Each line of the listing that includes the string "gonna" is to be identified and copied.

-------- EXERCISE MATERIAL

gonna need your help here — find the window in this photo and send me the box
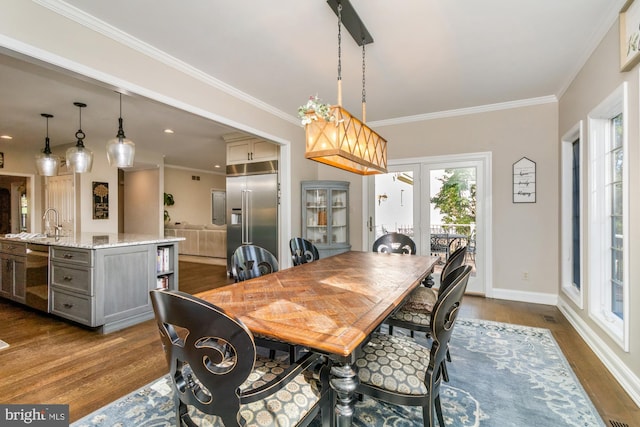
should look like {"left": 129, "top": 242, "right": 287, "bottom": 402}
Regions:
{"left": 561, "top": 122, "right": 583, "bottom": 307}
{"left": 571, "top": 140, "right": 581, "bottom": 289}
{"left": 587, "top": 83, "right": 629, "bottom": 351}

----------------
-------- EXERCISE MATERIAL

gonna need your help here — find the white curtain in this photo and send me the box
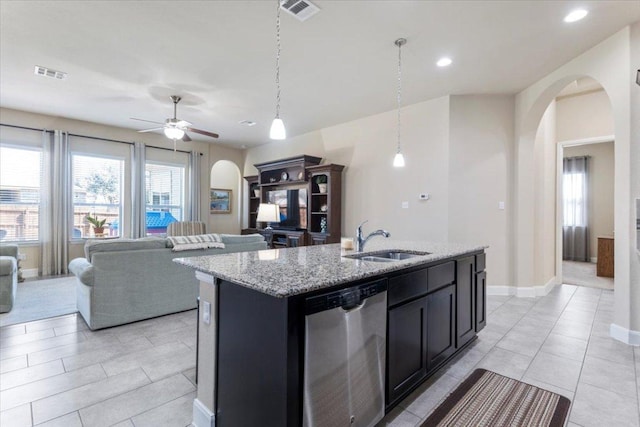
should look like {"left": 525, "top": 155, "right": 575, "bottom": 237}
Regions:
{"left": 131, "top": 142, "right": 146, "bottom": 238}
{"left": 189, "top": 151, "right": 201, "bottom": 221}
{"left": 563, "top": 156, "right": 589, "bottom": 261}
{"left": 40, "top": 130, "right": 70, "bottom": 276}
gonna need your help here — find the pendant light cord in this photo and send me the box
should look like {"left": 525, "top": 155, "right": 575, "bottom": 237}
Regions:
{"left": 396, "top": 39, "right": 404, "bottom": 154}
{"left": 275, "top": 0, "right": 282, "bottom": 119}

----------------
-------- EXERCISE MATERIAL

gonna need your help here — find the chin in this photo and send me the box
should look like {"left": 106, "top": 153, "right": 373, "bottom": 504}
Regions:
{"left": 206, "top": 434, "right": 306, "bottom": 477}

----------------

■ **WRITTEN REPLY**:
gonna need your help here — find the window in this photo and send me the box
gonna need your help here — find the white curtain in this photo and send me the box
gonna need your help here — find the pendant light cord in this photo and send me the box
gonna need your help here — find the chin in this photo and send me the box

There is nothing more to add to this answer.